• **GIVEN EXERCISE 1**
Return the part of the article on the Elkhart Four that opens with the words containing "Indiana’s felony murder" and closes with "to unjust murders.", copied word for word.

• **EXCERPT TO READ**
Blake Layman, Levi Sparks, Jose Quiroz, Anthony Sharp, and Danzele Johnson were looking for some quick cash to score some marijuana when they decided to break into a house, according to USA Today.
They settled on what they believed to be an empty house and proceeded to break in. Who they did not expect — and who did not expect them — was homeowner Rodney Scott, who, in fear of his life, fired a warning shot.
That was the shot that ultimately ended Johnson’s life.
Layman, Sparks, Quiroz and Sharp, otherwise known as the “Elkhart Four,” have each been convicted with the felony murder of Johnson, despite not having pulled the trigger. Scott has been cleared of any wrongdoing.
Indiana’s felony murder statute states that a person can be charged with murder if someone is killed while he or she is committing or attempting to commit another crime. While intent to kill must be proven to convict a person with murder, a felony murder charge can be passed down even if the death is accidental.
Elkhart County Prosecutor Curtis Hill, who charged the Elkhart Four, said the statute is necessary to bring justice to unjust murders.
“We don’t really want people dying and sort of shrugging our shoulders and say, ‘Oh well,'” Hill said in an interview with USA Today. “Part of our justice system is to bring closure and completeness in terms of what happened, why it happened and what ought to be done.”
Timothy O’Neill, a law professor at John Marshall Law School in Chicago who is opposed to the statute, said the statute placed unnecessary blame on people who were not involved.
“It’s one thing to say you commit a robbery or a theft. You’re not saying the person is a completely innocent person,” O’Neill said. “Blameworthiness for theft doesn’t necessarily turn a person into a murderer. There’s a disconnect.”
Quiroz, who plead guilty to the felony murder of Johnson, was sentenced to 55 years in prison for Johnson’s murder. Layman and Sharp were each sentenced to 55 years in prison, while Sparks, who was not in the house at the time of the murder, was sentenced to 50.
After a successful appeal, Layman and Sharp’s sentences were reduced to 45 years in prison and 20 years probation and Sparks’ was reduced to 40 years. The case is currently being heard in Indiana’s Supreme Court, where the justices will decide whether or not to rule on the case.
Layman hopes to marry his fiance and move from Elkhart to get away from the never-ending controversy.
“That’s not how I want to be recognized. I made a mistake, and I got put in a really bad situation,” Layman said. “It’s not something I’m proud of.”

• **PROVIDED DATA**

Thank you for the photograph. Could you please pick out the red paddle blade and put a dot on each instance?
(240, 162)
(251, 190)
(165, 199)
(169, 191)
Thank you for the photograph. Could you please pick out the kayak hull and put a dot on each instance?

• **GIVEN EXERCISE 2**
Edit the listing above by changing "photograph" to "image" wherever it occurs, and write out every line of the listing again with nothing else altered.

• **COMPLETE ANSWER 1**
Indiana’s felony murder statute states that a person can be charged with murder if someone is killed while he or she is committing or attempting to commit another crime. While intent to kill must be proven to convict a person with murder, a felony murder charge can be passed down even if the death is accidental.
Elkhart County Prosecutor Curtis Hill, who charged the Elkhart Four, said the statute is necessary to bring justice to unjust murders.

• **COMPLETE ANSWER 2**
Thank you for the image. Could you please pick out the red paddle blade and put a dot on each instance?
(240, 162)
(251, 190)
(165, 199)
(169, 191)
Thank you for the image. Could you please pick out the kayak hull and put a dot on each instance?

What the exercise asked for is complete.